_Goal:_
Return the lines of the entries below without any change, from the line containing "the pink tongue" through the line containing "xmin=208 ymin=39 xmax=241 ymax=68", with both of those lines included.

_Dataset:_
########################################

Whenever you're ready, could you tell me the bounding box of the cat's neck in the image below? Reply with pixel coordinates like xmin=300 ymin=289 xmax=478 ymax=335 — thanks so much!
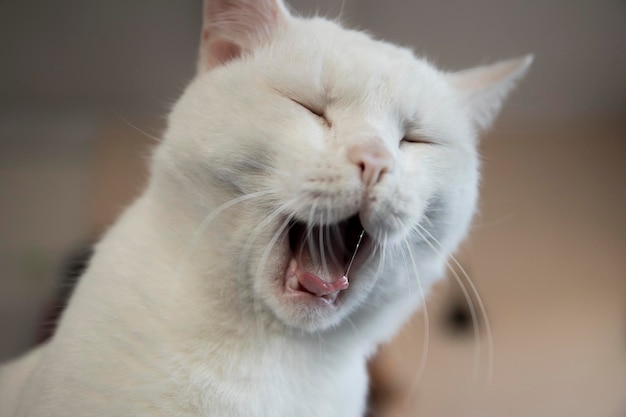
xmin=60 ymin=188 xmax=369 ymax=356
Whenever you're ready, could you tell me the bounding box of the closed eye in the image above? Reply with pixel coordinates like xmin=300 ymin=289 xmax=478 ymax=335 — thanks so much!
xmin=290 ymin=99 xmax=332 ymax=127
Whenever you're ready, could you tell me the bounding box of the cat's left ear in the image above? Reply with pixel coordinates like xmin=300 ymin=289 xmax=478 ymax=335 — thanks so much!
xmin=198 ymin=0 xmax=289 ymax=74
xmin=448 ymin=55 xmax=533 ymax=130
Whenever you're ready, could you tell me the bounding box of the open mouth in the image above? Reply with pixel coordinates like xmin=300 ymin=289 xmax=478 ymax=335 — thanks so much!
xmin=285 ymin=215 xmax=371 ymax=305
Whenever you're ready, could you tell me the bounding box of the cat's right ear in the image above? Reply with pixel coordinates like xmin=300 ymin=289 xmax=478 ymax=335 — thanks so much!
xmin=198 ymin=0 xmax=289 ymax=74
xmin=448 ymin=55 xmax=533 ymax=130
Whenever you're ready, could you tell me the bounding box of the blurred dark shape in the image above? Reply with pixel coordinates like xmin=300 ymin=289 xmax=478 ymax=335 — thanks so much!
xmin=36 ymin=243 xmax=93 ymax=344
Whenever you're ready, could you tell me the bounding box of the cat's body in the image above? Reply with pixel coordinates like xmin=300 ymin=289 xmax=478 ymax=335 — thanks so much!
xmin=0 ymin=0 xmax=529 ymax=417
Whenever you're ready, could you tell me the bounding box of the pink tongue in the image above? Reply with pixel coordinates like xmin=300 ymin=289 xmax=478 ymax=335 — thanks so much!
xmin=297 ymin=272 xmax=350 ymax=297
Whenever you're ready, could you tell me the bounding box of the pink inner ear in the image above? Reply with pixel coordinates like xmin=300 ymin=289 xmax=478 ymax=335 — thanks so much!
xmin=198 ymin=0 xmax=287 ymax=73
xmin=208 ymin=39 xmax=241 ymax=68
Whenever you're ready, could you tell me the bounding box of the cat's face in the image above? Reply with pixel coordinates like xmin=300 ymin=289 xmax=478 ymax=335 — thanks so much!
xmin=156 ymin=2 xmax=528 ymax=330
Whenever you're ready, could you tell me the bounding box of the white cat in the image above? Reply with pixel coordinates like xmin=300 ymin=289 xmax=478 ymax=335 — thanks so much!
xmin=0 ymin=0 xmax=531 ymax=417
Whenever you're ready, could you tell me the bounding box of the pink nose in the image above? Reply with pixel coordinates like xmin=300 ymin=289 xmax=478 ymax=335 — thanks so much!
xmin=348 ymin=140 xmax=391 ymax=187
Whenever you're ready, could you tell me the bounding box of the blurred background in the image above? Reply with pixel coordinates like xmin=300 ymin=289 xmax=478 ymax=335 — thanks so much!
xmin=0 ymin=0 xmax=626 ymax=417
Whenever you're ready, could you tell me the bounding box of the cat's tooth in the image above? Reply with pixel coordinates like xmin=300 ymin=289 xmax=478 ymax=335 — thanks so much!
xmin=287 ymin=276 xmax=299 ymax=290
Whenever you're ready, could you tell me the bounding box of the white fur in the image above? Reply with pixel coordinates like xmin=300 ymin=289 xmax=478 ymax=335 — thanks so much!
xmin=0 ymin=0 xmax=528 ymax=417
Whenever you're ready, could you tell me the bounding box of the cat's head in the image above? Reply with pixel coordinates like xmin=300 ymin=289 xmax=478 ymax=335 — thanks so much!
xmin=155 ymin=0 xmax=530 ymax=330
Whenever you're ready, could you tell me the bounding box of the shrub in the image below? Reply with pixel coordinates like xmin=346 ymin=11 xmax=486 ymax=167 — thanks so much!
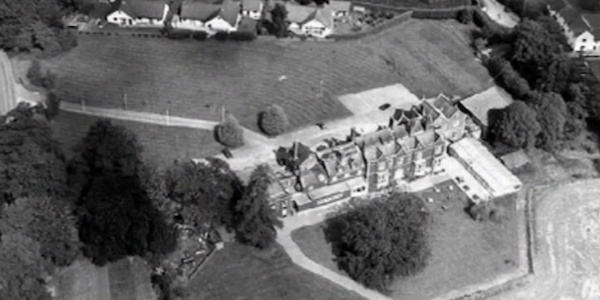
xmin=458 ymin=9 xmax=473 ymax=24
xmin=259 ymin=104 xmax=290 ymax=135
xmin=215 ymin=114 xmax=244 ymax=148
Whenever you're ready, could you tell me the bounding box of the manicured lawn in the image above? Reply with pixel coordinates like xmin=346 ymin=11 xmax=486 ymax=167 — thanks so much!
xmin=51 ymin=111 xmax=222 ymax=168
xmin=292 ymin=182 xmax=518 ymax=300
xmin=49 ymin=20 xmax=490 ymax=130
xmin=188 ymin=243 xmax=363 ymax=300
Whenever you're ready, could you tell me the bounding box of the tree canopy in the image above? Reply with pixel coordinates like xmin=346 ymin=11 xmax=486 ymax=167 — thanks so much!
xmin=165 ymin=158 xmax=243 ymax=228
xmin=490 ymin=100 xmax=542 ymax=148
xmin=0 ymin=106 xmax=67 ymax=203
xmin=70 ymin=120 xmax=176 ymax=265
xmin=235 ymin=165 xmax=283 ymax=249
xmin=0 ymin=197 xmax=80 ymax=266
xmin=325 ymin=193 xmax=430 ymax=290
xmin=0 ymin=0 xmax=82 ymax=56
xmin=259 ymin=104 xmax=290 ymax=136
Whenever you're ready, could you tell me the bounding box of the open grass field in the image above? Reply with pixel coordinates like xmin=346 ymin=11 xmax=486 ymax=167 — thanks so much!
xmin=292 ymin=182 xmax=519 ymax=300
xmin=51 ymin=111 xmax=222 ymax=168
xmin=48 ymin=20 xmax=490 ymax=129
xmin=57 ymin=257 xmax=155 ymax=300
xmin=187 ymin=243 xmax=364 ymax=300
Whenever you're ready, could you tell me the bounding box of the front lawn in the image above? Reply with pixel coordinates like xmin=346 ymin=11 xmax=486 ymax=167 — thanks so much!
xmin=292 ymin=182 xmax=519 ymax=300
xmin=50 ymin=111 xmax=222 ymax=168
xmin=187 ymin=243 xmax=364 ymax=300
xmin=47 ymin=20 xmax=491 ymax=130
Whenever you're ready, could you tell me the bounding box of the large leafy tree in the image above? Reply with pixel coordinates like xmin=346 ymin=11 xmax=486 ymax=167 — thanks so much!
xmin=71 ymin=120 xmax=176 ymax=265
xmin=166 ymin=158 xmax=243 ymax=228
xmin=0 ymin=106 xmax=67 ymax=203
xmin=0 ymin=233 xmax=52 ymax=300
xmin=235 ymin=165 xmax=283 ymax=249
xmin=490 ymin=100 xmax=542 ymax=148
xmin=259 ymin=104 xmax=290 ymax=136
xmin=0 ymin=197 xmax=80 ymax=266
xmin=536 ymin=93 xmax=568 ymax=151
xmin=325 ymin=193 xmax=430 ymax=290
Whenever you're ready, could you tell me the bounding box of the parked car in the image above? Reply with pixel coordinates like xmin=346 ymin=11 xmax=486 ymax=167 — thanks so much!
xmin=379 ymin=103 xmax=391 ymax=110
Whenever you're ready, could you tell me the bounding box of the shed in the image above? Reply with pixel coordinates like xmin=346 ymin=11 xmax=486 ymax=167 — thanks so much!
xmin=500 ymin=149 xmax=531 ymax=170
xmin=449 ymin=138 xmax=522 ymax=197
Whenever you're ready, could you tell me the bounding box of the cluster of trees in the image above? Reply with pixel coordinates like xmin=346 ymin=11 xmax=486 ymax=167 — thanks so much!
xmin=0 ymin=106 xmax=281 ymax=299
xmin=0 ymin=0 xmax=83 ymax=56
xmin=0 ymin=105 xmax=80 ymax=299
xmin=325 ymin=193 xmax=430 ymax=291
xmin=487 ymin=16 xmax=598 ymax=151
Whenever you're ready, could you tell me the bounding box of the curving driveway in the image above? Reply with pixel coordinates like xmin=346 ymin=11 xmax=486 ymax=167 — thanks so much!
xmin=490 ymin=179 xmax=600 ymax=300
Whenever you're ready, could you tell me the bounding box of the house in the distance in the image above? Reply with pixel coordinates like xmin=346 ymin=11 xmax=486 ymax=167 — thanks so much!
xmin=242 ymin=0 xmax=263 ymax=20
xmin=547 ymin=0 xmax=600 ymax=56
xmin=285 ymin=2 xmax=334 ymax=38
xmin=106 ymin=0 xmax=169 ymax=27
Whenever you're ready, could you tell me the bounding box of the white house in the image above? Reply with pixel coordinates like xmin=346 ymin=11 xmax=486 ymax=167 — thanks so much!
xmin=547 ymin=2 xmax=600 ymax=55
xmin=106 ymin=0 xmax=169 ymax=27
xmin=286 ymin=3 xmax=334 ymax=38
xmin=242 ymin=0 xmax=264 ymax=20
xmin=171 ymin=0 xmax=241 ymax=33
xmin=204 ymin=0 xmax=242 ymax=32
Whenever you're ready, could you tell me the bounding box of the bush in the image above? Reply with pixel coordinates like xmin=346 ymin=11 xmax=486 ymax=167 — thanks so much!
xmin=215 ymin=114 xmax=244 ymax=148
xmin=259 ymin=104 xmax=290 ymax=136
xmin=458 ymin=9 xmax=473 ymax=24
xmin=325 ymin=193 xmax=430 ymax=291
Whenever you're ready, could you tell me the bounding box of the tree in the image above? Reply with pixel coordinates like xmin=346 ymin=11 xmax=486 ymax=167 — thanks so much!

########################################

_Worked solution:_
Whenever you're ready, could you tell me the bounding box of the pink tongue in the image above? Reply with pixel coordinates like xmin=300 ymin=289 xmax=478 ymax=335 — thanks so much!
xmin=297 ymin=272 xmax=350 ymax=297
Whenever you're ready, could you tell me the bounding box of the pink inner ear in the image above? Reply with pixel coordinates like xmin=300 ymin=289 xmax=478 ymax=335 — thanks so much!
xmin=198 ymin=0 xmax=287 ymax=73
xmin=208 ymin=39 xmax=241 ymax=68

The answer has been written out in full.